At present, coconut oil makes up just 2% of all the vegetable oil consumed around the world. Demand has peaked, said Dorab Mistry, a vegetable oil analyst and director at Godrej International, adding that the market for exotic oils “tends to move with whatever has captured the imagination of discerning consumers.” He said avocado oil is now favored by people for its purported health benefits.
Uron Salum, executive director of the International Coconut Community, an intergovernmental organization of coconut-growing countries, said negative publicity about the health benefits of coconut oil has hurt demand. The group, he added, is working to change consumer opinions by touting health benefits like coconut oil’s role in boosting levels of good cholesterol.
Lower coconut oil prices, meanwhile, have been a boon for some companies. However, analysts say that with price declines in substitute vegetable oils there has been a shift by larger companies into other oils for use as a feedstock or in biodiesel.
Two years ago, Luke Geddie and his mother, Joy Reese, launched Skinny & Co., a company that uses coconut oil to make products like shampoo and soap. It also sells jars of raw coconut oil for cooking and its website says the oil “increases metabolism,” “improves brain clarity” and “supports hormonal balance.”
-=-=-=-=-
> _EXERCISE SET_:
1: Copy the coconut oil passage between "At present, coconut" and "of good cholesterol.", inclusive.
2: Extend the coconut oil article from the point where it ends.

> _DATA EXTRACT_:
-=-=-=-=-
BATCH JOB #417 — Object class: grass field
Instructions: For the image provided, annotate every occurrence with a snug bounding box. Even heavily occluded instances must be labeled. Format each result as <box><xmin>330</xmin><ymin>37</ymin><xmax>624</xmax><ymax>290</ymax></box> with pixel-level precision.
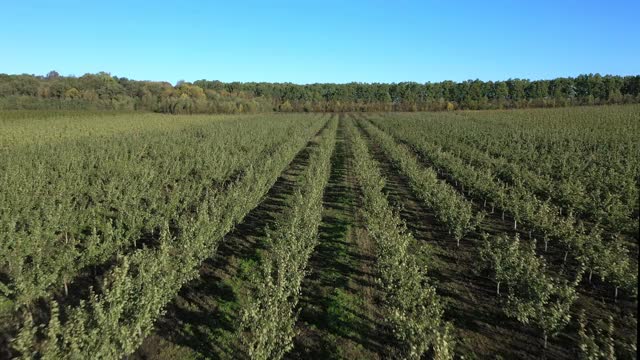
<box><xmin>0</xmin><ymin>105</ymin><xmax>640</xmax><ymax>359</ymax></box>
-=-=-=-=-
> _EXPECTED ANSWERS_:
1:
At present, coconut oil makes up just 2% of all the vegetable oil consumed around the world. Demand has peaked, said Dorab Mistry, a vegetable oil analyst and director at Godrej International, adding that the market for exotic oils “tends to move with whatever has captured the imagination of discerning consumers.” He said avocado oil is now favored by people for its purported health benefits.
Uron Salum, executive director of the International Coconut Community, an intergovernmental organization of coconut-growing countries, said negative publicity about the health benefits of coconut oil has hurt demand. The group, he added, is working to change consumer opinions by touting health benefits like coconut oil’s role in boosting levels of good cholesterol.

2:
“Global demand has taken a hit,” Mr. Geddie said. He added that the fall in coconut oil prices allowed him to reduce prices by “a bit.” A Skinny & Co. shampoo bar retails for $16.95, several times the price of a bottle of Pantene shampoo in American drugstores. Mr. Geddie said he expects demand for coconut oil to grow as movements like the paleo diet—which is based on foods that have existed since the Paleolithic era more than 10,000 years ago—become more popular.
Americans used 437,000 metric tons of coconut oil in the year ended Sept. 30, compared with 562,000 metric tons in the year that ended in September 2015, according to USDA data. Industrial consumption, which accounted for two-thirds of the total and includes things like cleaning and household products made from coconut oil, didn’t change much over the same period, so the drop was largely due to lower individual consumption.
Brigitte Hermanns used to be a fan of virgin coconut oil, using it as an eye makeup remover and a body moisturizer. She even used it on her hair.
But then she “started to break out everywhere,” said Ms. Hermanns, who lives in Toronto and has blogged about her decision to stop using coconut oil. “It was kind of controversial,” she said, adding she is sticking to olive oil in her diet because it is comprised of “healthy fats.”